GIVEN INSTRUCTION 1 - List every username that posts in the forum thread below about clicker training, naming each one only once.

# Looking for ob trainer in Northern VA- no clicker



## Melissa_A (Apr 28, 2009)

We are looking for a great obedience class in Northern VA. We don't want to do a clicker class because we don't want to have to rely on a clicker. Any suggestions?


----------



## Chicagocanine (Aug 7, 2008)

I just wanted to mention that clicker training doesn't make you "rely on" a clicker any more than any other method makes you "rely on" the tools they use in training. A clicker is just a tool to use when you are first training a new behavior to a dog. If used correctly a clicker should not have to be relied on for anything, because the clicker and reward is faded pretty early in training when used properly.
I also wanted to mention that if a class is advertised as clicker training, that doesn't necessarily mean that they require all the dog owners to use a clicker. I've been to classes before where they were called "clicker training" but you didn't HAVE to use a clicker on your dog to be part of the class.


----------



## Melissa_A (Apr 28, 2009)

Okay, good to know. I don't know too much about it, but we just wanted to make sure whatever training we did with Marley would still work even if we didn't have a clicker. I'll be sure to ask each trainer their approach...


----------



## BlackPuppy (Mar 29, 2007)

Melissa, I used to feel the same as you about clickers. When I got my third dog I decided to try it. It really makes training much easier. And you only use it so the dog understands what you are asking. Once he knows he's doing the right thing, you don't need it. Definitely give it a try. I now recommend people find a trainer that DOES use clickers.


----------



## pupresq (Dec 2, 2005)

This feels a little like shameless self promotion, but this is an article I wrote for HowStuffWorks about dog training:

http://animals.howstuffworks.com/pets/dog-training.htm

It explains how clicker training works and why. There are many sites that go a lot more in depth about the actual how-to of it but it might be a good place to start because it kind of gives the background. You definitely don't need to have a clicker to get your dog to obey once they learn commands, it's just a method of training the commands - and the fastest, easiest, most fun method I've used. I would highly recommend a clicker (good) clicker class.


----------



## Minnieski (Jan 27, 2009)

I think clicker training is ok, but we decided not to go that route. Our pup isn't really food motivated, so she was like, why are you making that noise all the time??? We just use her tennis ball or other toys in training w/o a clicker. Our trainer doesn't use them, but he said that they can be good to teach complex tricks, but that they aren't really necessary for basic obedience.


----------



## Chicagocanine (Aug 7, 2008)

You can use toys with clicker training, or anything else the dog finds motivating. It doesn't have to be treats.


----------



## gsdlove212 (Feb 3, 2006)

Exactly all the clicker does is mark the behavior so that the dog can match the wanted behavior with the reward..be it food, or a ball, or lavish praise, or whatever works best for you and your dog.


----------

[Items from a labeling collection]
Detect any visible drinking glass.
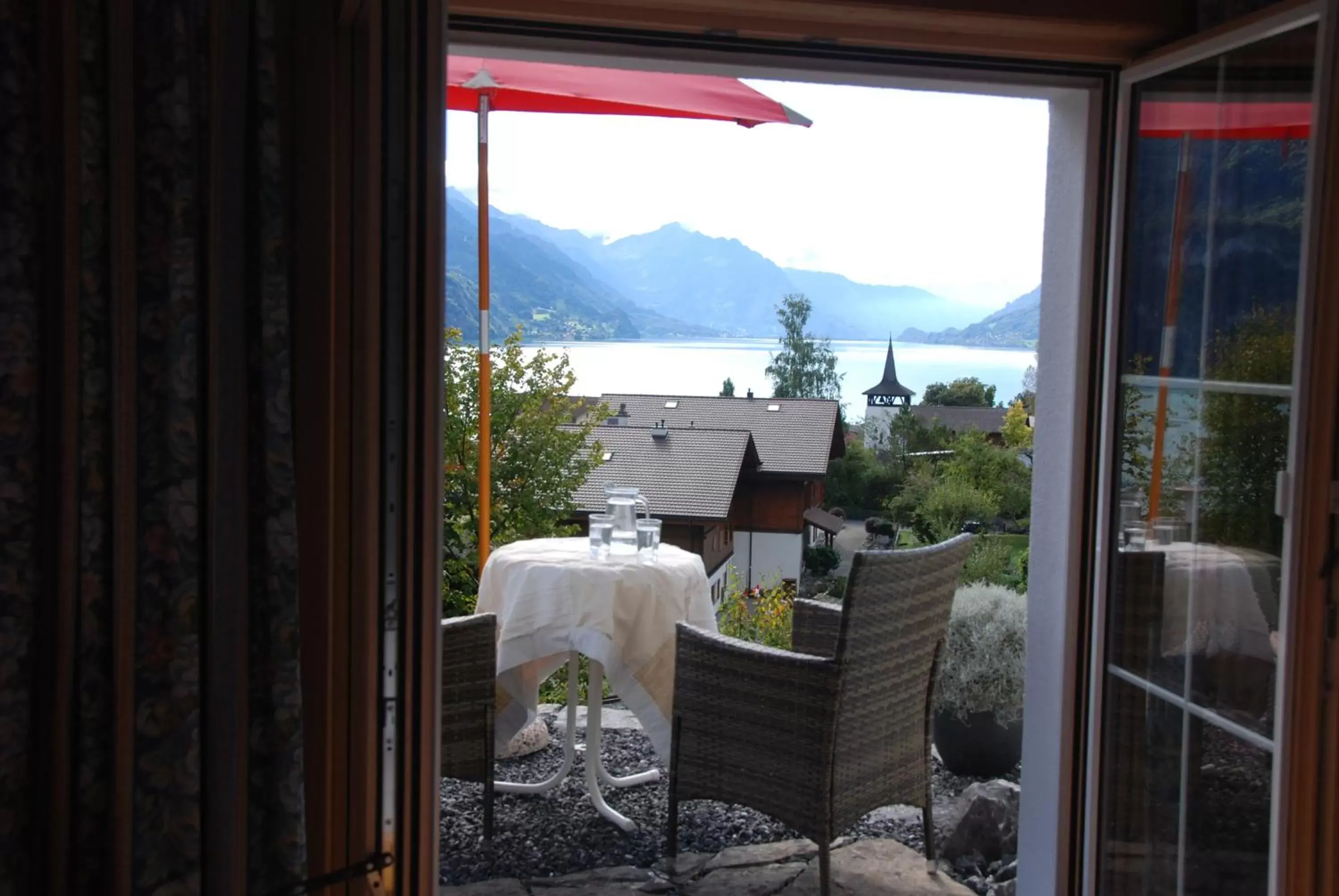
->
[637,517,660,563]
[590,513,613,560]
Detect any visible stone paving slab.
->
[439,840,972,896]
[682,861,805,896]
[786,840,972,896]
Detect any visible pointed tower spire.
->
[865,333,916,407]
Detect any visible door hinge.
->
[274,852,395,896]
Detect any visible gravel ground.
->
[442,718,1016,884]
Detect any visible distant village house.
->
[574,392,846,600]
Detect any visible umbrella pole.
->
[1149,134,1190,521]
[478,92,493,573]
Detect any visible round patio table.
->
[478,539,716,830]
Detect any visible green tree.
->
[1010,360,1036,414]
[767,293,842,400]
[1000,398,1032,458]
[1200,307,1293,553]
[442,328,608,616]
[921,376,995,407]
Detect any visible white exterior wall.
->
[864,404,902,452]
[727,531,805,588]
[1018,94,1098,896]
[707,554,739,604]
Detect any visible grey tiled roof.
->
[603,394,846,477]
[574,426,758,520]
[912,404,1006,434]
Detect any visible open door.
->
[1083,4,1335,896]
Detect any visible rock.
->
[683,861,805,896]
[525,865,652,889]
[941,781,1019,867]
[786,840,972,896]
[652,852,712,880]
[497,718,549,759]
[706,840,818,872]
[437,877,530,896]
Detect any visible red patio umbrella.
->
[446,56,810,569]
[1139,100,1311,519]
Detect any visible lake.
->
[526,339,1035,420]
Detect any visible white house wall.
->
[731,531,805,587]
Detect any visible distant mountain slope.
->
[783,268,980,339]
[599,224,793,336]
[446,193,641,340]
[897,286,1042,348]
[490,202,723,339]
[502,216,977,339]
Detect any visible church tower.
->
[865,336,916,447]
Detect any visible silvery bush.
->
[936,583,1027,725]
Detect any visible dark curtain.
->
[0,0,305,896]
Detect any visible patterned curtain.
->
[0,0,307,896]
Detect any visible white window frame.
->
[449,32,1114,896]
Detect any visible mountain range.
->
[897,285,1042,348]
[446,187,1028,341]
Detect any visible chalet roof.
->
[574,426,758,520]
[864,336,916,398]
[805,508,846,535]
[911,404,1007,435]
[600,394,846,478]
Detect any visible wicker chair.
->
[668,535,972,896]
[442,614,497,840]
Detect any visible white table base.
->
[493,651,660,833]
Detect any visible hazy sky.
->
[446,80,1047,307]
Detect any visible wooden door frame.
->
[1085,0,1339,893]
[1277,0,1339,893]
[288,0,445,893]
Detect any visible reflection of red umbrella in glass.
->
[1139,102,1311,519]
[446,55,810,569]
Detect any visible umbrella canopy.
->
[446,56,811,127]
[1139,102,1311,141]
[446,55,811,569]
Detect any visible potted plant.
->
[935,583,1027,778]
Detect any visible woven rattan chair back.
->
[833,535,972,830]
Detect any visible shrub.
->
[805,545,841,576]
[716,567,795,650]
[936,584,1027,725]
[540,656,613,706]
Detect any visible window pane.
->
[1099,678,1184,896]
[1099,25,1316,895]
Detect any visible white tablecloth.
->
[478,539,716,758]
[1148,541,1273,660]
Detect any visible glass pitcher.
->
[604,485,651,555]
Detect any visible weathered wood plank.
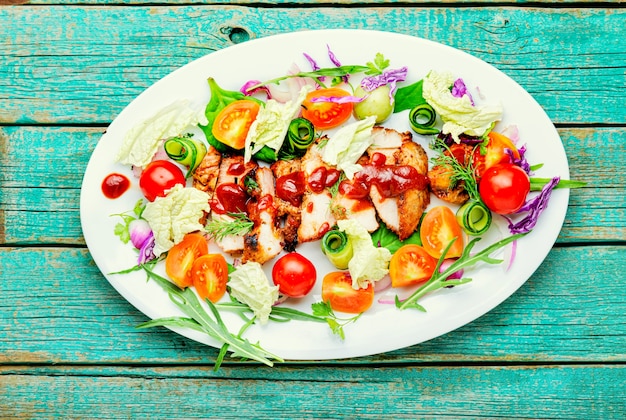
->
[0,246,626,365]
[0,365,626,420]
[0,6,626,124]
[17,0,621,7]
[0,127,626,244]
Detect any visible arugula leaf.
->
[137,266,283,370]
[205,213,254,241]
[311,302,363,340]
[396,233,527,312]
[365,53,389,76]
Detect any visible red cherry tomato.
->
[272,252,317,298]
[302,87,354,129]
[478,163,530,214]
[420,206,463,259]
[211,99,261,150]
[389,244,437,287]
[322,271,374,314]
[139,160,185,201]
[473,131,520,179]
[165,233,209,288]
[191,254,228,303]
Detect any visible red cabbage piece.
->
[509,176,561,234]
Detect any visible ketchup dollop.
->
[102,173,130,199]
[339,164,428,199]
[276,171,306,207]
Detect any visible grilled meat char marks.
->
[194,127,430,264]
[360,127,430,240]
[271,159,304,252]
[298,143,338,243]
[242,167,283,264]
[211,156,258,254]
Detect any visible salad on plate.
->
[92,40,584,367]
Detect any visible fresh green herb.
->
[530,177,587,191]
[311,302,363,340]
[111,199,146,244]
[137,266,283,370]
[365,53,389,76]
[205,213,254,241]
[396,233,526,312]
[248,65,370,91]
[432,140,480,201]
[393,80,426,113]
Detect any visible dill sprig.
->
[432,142,480,201]
[205,213,254,241]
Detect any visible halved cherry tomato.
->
[302,87,354,129]
[272,252,317,298]
[139,160,185,201]
[478,163,530,214]
[191,254,228,303]
[473,131,520,179]
[165,233,209,288]
[322,271,374,314]
[389,244,437,287]
[211,99,261,150]
[420,206,463,259]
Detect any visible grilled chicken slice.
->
[298,144,337,243]
[428,144,474,204]
[368,128,430,240]
[271,159,302,252]
[330,193,380,232]
[193,145,222,195]
[211,156,258,254]
[242,167,283,264]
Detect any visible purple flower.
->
[504,145,530,175]
[326,44,341,67]
[361,67,408,103]
[137,232,156,264]
[311,96,365,104]
[239,80,272,99]
[450,78,474,106]
[509,176,561,234]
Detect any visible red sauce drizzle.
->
[210,182,249,214]
[102,173,130,199]
[339,165,428,199]
[257,194,274,211]
[308,166,341,194]
[226,162,246,176]
[276,172,305,207]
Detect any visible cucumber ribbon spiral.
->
[164,136,206,178]
[322,230,353,270]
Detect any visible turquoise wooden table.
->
[0,0,626,419]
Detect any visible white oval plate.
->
[80,30,569,360]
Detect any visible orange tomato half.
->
[211,99,261,150]
[473,131,520,179]
[322,271,374,314]
[420,206,463,259]
[302,87,354,129]
[389,244,437,287]
[165,233,209,288]
[191,254,228,303]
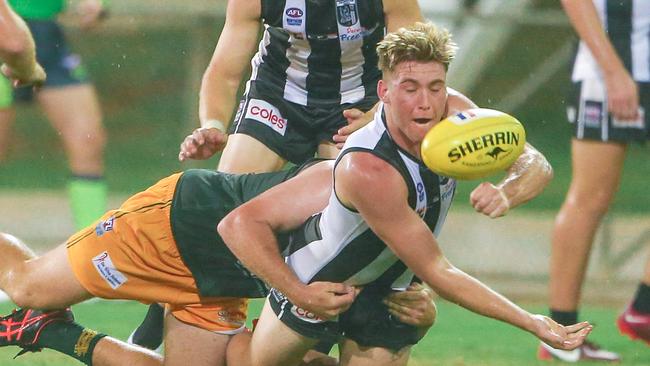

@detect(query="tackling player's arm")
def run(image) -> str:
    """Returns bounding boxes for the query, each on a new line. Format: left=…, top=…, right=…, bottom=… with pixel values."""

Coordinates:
left=562, top=0, right=639, bottom=121
left=332, top=0, right=424, bottom=149
left=447, top=88, right=553, bottom=218
left=0, top=0, right=45, bottom=86
left=217, top=161, right=356, bottom=318
left=335, top=152, right=591, bottom=349
left=178, top=0, right=261, bottom=161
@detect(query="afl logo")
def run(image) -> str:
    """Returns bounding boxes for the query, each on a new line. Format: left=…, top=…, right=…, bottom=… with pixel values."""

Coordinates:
left=285, top=8, right=303, bottom=18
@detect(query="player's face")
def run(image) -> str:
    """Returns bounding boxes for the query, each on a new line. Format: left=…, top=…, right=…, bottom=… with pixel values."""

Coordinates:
left=378, top=61, right=447, bottom=157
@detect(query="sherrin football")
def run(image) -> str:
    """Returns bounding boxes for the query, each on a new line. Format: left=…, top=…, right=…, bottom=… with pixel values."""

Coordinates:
left=421, top=108, right=526, bottom=180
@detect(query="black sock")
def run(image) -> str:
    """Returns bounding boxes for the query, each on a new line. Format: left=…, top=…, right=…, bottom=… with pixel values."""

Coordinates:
left=38, top=322, right=106, bottom=366
left=131, top=303, right=165, bottom=350
left=632, top=282, right=650, bottom=314
left=551, top=309, right=578, bottom=325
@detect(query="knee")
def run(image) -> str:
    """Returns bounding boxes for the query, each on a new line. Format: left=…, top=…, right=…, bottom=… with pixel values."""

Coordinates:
left=567, top=189, right=615, bottom=218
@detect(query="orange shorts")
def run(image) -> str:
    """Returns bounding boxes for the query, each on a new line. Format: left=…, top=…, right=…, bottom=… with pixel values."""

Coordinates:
left=66, top=173, right=248, bottom=334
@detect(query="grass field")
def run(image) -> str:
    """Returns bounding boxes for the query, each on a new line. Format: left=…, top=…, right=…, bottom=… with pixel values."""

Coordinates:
left=0, top=301, right=650, bottom=366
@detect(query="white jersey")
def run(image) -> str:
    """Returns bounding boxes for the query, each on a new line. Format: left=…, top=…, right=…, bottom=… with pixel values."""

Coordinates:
left=285, top=107, right=456, bottom=289
left=572, top=0, right=650, bottom=82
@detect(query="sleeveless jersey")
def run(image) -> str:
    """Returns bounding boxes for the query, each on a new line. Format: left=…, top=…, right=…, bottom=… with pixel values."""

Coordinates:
left=286, top=106, right=456, bottom=290
left=251, top=0, right=385, bottom=106
left=572, top=0, right=650, bottom=82
left=9, top=0, right=65, bottom=20
left=170, top=168, right=301, bottom=298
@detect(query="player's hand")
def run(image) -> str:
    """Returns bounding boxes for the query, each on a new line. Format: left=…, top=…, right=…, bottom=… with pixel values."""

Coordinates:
left=289, top=282, right=360, bottom=320
left=469, top=182, right=510, bottom=218
left=178, top=127, right=228, bottom=161
left=533, top=315, right=593, bottom=351
left=332, top=108, right=374, bottom=149
left=605, top=69, right=639, bottom=123
left=383, top=283, right=437, bottom=328
left=0, top=63, right=47, bottom=88
left=77, top=0, right=107, bottom=29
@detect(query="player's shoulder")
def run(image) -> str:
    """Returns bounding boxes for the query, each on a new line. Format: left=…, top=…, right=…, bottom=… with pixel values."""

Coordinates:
left=445, top=87, right=478, bottom=117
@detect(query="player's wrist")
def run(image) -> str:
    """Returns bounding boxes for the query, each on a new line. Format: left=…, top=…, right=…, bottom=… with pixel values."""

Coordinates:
left=201, top=119, right=226, bottom=134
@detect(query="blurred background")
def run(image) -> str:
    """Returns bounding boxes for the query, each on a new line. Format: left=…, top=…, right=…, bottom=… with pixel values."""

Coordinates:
left=0, top=0, right=650, bottom=318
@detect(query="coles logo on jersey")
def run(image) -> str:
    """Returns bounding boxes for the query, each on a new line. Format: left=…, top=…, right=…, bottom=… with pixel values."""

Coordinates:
left=291, top=305, right=325, bottom=323
left=92, top=251, right=126, bottom=290
left=245, top=99, right=287, bottom=136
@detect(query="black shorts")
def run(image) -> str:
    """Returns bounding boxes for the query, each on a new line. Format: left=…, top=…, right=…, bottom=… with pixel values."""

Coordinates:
left=269, top=287, right=424, bottom=353
left=567, top=79, right=650, bottom=143
left=229, top=81, right=378, bottom=164
left=14, top=20, right=88, bottom=101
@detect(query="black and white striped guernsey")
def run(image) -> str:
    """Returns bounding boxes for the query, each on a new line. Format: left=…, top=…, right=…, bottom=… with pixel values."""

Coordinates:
left=285, top=107, right=456, bottom=290
left=246, top=0, right=385, bottom=106
left=572, top=0, right=650, bottom=82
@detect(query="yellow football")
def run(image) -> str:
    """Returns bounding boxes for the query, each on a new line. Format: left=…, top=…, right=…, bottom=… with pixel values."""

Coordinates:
left=421, top=108, right=526, bottom=180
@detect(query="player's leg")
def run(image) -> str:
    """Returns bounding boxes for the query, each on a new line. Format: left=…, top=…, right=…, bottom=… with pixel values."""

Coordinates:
left=0, top=233, right=92, bottom=309
left=538, top=139, right=626, bottom=362
left=0, top=76, right=16, bottom=163
left=550, top=139, right=626, bottom=314
left=339, top=339, right=411, bottom=366
left=164, top=312, right=231, bottom=366
left=227, top=300, right=317, bottom=366
left=38, top=84, right=106, bottom=229
left=217, top=133, right=286, bottom=174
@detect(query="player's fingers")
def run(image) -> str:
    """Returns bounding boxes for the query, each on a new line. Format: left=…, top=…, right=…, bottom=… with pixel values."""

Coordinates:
left=564, top=322, right=591, bottom=333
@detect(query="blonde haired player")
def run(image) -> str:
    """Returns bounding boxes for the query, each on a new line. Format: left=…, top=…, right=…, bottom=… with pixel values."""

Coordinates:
left=218, top=23, right=591, bottom=366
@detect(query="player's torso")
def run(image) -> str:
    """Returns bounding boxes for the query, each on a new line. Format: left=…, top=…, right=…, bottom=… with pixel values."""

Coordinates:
left=286, top=105, right=456, bottom=289
left=9, top=0, right=65, bottom=20
left=170, top=169, right=295, bottom=297
left=573, top=0, right=650, bottom=82
left=251, top=0, right=385, bottom=105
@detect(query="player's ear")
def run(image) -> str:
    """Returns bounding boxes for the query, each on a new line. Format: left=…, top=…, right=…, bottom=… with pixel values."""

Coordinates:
left=377, top=79, right=389, bottom=104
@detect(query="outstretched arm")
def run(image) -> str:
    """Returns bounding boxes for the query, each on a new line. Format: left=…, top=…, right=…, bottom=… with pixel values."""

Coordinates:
left=447, top=88, right=553, bottom=218
left=0, top=0, right=45, bottom=86
left=335, top=152, right=591, bottom=349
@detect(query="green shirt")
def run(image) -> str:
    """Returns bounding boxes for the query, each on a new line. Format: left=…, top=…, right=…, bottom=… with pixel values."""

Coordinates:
left=9, top=0, right=65, bottom=20
left=171, top=168, right=300, bottom=298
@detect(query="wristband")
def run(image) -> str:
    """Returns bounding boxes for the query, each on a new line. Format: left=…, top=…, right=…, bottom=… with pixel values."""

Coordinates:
left=201, top=119, right=226, bottom=133
left=497, top=187, right=510, bottom=214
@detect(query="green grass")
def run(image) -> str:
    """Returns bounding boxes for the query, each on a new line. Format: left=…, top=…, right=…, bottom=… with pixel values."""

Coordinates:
left=0, top=301, right=650, bottom=366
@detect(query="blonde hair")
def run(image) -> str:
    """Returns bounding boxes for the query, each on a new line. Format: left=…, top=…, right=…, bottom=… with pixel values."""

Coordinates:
left=377, top=22, right=458, bottom=72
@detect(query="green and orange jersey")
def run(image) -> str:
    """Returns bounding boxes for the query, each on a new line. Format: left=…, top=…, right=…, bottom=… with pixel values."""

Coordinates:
left=9, top=0, right=66, bottom=20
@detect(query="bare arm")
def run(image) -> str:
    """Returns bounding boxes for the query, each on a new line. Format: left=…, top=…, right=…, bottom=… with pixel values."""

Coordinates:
left=448, top=88, right=553, bottom=218
left=0, top=0, right=45, bottom=86
left=335, top=153, right=590, bottom=349
left=218, top=161, right=355, bottom=318
left=562, top=0, right=639, bottom=120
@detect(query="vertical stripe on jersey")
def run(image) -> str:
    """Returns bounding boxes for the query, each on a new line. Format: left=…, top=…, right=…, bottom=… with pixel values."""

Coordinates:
left=336, top=0, right=365, bottom=104
left=306, top=1, right=342, bottom=105
left=310, top=229, right=390, bottom=283
left=632, top=0, right=650, bottom=81
left=251, top=25, right=291, bottom=93
left=282, top=0, right=311, bottom=105
left=605, top=0, right=632, bottom=71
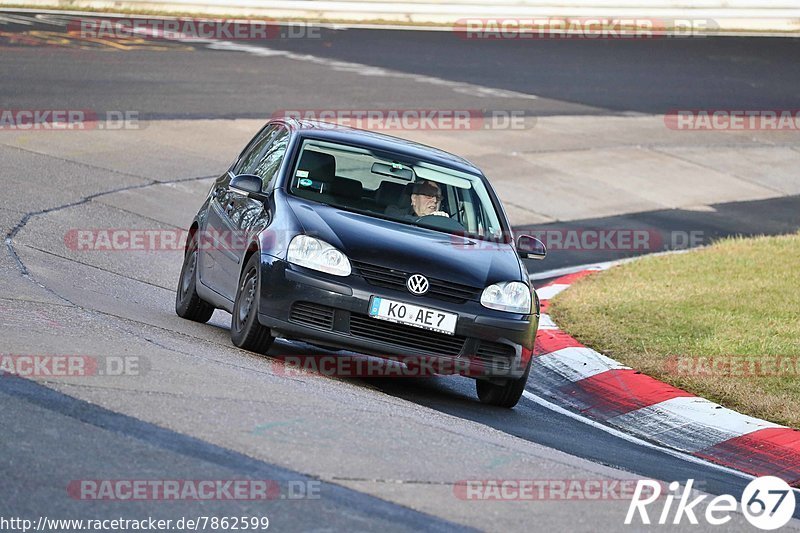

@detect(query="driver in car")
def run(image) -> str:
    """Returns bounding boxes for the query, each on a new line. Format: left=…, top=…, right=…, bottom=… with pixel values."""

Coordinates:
left=386, top=180, right=450, bottom=218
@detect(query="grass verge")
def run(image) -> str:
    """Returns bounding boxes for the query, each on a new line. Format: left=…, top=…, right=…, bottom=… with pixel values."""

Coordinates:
left=549, top=233, right=800, bottom=428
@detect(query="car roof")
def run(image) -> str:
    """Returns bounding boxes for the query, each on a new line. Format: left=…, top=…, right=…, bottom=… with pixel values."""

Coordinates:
left=275, top=118, right=485, bottom=177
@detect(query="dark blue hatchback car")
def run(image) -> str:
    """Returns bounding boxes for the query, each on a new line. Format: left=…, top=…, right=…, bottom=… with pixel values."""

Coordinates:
left=175, top=119, right=545, bottom=407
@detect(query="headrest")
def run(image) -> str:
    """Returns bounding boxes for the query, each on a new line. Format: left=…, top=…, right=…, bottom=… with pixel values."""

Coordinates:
left=297, top=150, right=336, bottom=182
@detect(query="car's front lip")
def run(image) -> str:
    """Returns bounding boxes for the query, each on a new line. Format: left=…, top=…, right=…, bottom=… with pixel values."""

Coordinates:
left=259, top=256, right=538, bottom=378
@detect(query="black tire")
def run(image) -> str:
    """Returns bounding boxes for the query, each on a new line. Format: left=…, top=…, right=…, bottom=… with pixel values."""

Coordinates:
left=475, top=357, right=533, bottom=409
left=175, top=235, right=214, bottom=322
left=231, top=253, right=274, bottom=354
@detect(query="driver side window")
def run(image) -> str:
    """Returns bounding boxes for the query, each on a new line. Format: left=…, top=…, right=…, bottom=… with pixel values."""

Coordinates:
left=233, top=125, right=278, bottom=176
left=236, top=125, right=289, bottom=191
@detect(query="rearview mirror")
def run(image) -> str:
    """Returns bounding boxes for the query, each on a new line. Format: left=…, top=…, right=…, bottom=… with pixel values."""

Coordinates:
left=517, top=235, right=547, bottom=259
left=228, top=174, right=267, bottom=201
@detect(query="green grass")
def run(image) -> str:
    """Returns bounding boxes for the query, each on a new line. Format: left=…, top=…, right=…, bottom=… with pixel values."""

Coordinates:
left=550, top=233, right=800, bottom=428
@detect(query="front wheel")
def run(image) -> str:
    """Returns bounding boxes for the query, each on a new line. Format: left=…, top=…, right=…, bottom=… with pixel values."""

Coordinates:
left=475, top=357, right=533, bottom=409
left=231, top=252, right=274, bottom=353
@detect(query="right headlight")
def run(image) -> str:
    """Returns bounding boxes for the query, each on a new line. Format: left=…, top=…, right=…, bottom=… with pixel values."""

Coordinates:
left=481, top=281, right=531, bottom=315
left=286, top=235, right=351, bottom=276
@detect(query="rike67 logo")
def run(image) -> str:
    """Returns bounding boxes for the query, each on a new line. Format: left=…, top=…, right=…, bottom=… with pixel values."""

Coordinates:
left=625, top=476, right=795, bottom=531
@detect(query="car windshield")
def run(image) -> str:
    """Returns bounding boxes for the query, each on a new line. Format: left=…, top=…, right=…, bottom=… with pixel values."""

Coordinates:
left=289, top=139, right=503, bottom=241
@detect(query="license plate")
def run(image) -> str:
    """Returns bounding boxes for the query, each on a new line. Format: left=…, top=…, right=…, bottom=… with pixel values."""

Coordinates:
left=369, top=296, right=458, bottom=335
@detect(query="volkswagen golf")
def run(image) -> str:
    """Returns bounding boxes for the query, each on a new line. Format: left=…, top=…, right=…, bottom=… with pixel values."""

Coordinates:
left=175, top=119, right=546, bottom=407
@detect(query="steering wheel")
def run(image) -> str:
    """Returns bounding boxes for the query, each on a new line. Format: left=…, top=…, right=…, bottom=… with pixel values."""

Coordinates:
left=414, top=215, right=467, bottom=231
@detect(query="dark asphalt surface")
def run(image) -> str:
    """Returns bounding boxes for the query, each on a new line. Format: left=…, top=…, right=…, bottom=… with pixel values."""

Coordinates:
left=0, top=8, right=800, bottom=531
left=0, top=377, right=470, bottom=531
left=0, top=11, right=800, bottom=118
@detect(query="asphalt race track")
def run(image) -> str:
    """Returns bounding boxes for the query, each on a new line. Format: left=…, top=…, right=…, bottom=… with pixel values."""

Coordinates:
left=0, top=10, right=800, bottom=531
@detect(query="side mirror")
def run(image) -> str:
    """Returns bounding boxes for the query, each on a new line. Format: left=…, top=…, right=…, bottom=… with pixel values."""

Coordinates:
left=228, top=174, right=267, bottom=201
left=517, top=235, right=547, bottom=259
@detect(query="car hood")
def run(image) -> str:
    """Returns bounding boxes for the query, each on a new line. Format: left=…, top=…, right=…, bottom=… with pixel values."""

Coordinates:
left=290, top=200, right=523, bottom=287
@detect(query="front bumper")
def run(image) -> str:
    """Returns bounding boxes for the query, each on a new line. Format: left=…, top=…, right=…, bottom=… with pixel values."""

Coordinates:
left=258, top=255, right=539, bottom=380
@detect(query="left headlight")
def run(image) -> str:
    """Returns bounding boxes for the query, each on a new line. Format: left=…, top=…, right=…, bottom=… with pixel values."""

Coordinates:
left=286, top=235, right=351, bottom=276
left=481, top=281, right=531, bottom=315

GIVEN INSTRUCTION 2 - Arrange the entries as a Markdown table with the columns n and Line, starting with the line that contains "Detect any visible red patio umbrella." and going on through the line that contains "[493,651,660,833]". Give one row per line and leave out any blank lines.

TASK SOLUTION 1 - Melissa_A, Chicagocanine, BlackPuppy, pupresq, Minnieski, gsdlove212

TASK SOLUTION 2 -
| n | Line |
|---|---|
| 1 | Detect any visible red patio umbrella. |
| 2 | -> |
| 3 | [446,56,810,569] |
| 4 | [1139,100,1311,519] |
| 5 | Detect any visible lake. |
| 6 | -> |
| 7 | [526,339,1035,420] |
| 8 | Detect any visible white house wall. |
| 9 | -> |
| 10 | [731,531,805,587] |
| 11 | Detect any visible distant mountain slope. |
| 12 | -> |
| 13 | [783,268,980,339] |
| 14 | [599,224,793,336] |
| 15 | [446,193,641,340] |
| 16 | [897,286,1042,348] |
| 17 | [490,202,723,339] |
| 18 | [502,216,977,339] |
| 19 | Detect any visible church tower. |
| 20 | -> |
| 21 | [865,336,916,447] |
| 22 | Detect any visible silvery bush. |
| 23 | -> |
| 24 | [936,583,1027,725] |
| 25 | Detect any visible dark curtain. |
| 26 | -> |
| 27 | [0,0,305,896] |
| 28 | Detect any visible patterned curtain. |
| 29 | -> |
| 30 | [0,0,307,896] |
| 31 | Detect any visible white window frame. |
| 32 | -> |
| 33 | [449,32,1114,896] |
| 34 | Detect any visible mountain range. |
| 35 | -> |
| 36 | [897,285,1042,348] |
| 37 | [446,187,1028,341] |
| 38 | Detect any visible chalet roof. |
| 39 | -> |
| 40 | [574,426,758,520] |
| 41 | [864,336,916,398] |
| 42 | [805,508,846,535] |
| 43 | [911,404,1007,435] |
| 44 | [600,394,846,478] |
| 45 | Detect any visible wicker chair. |
| 46 | -> |
| 47 | [668,535,972,896] |
| 48 | [442,614,497,840] |
| 49 | Detect any visible white table base. |
| 50 | -> |
| 51 | [493,651,660,833] |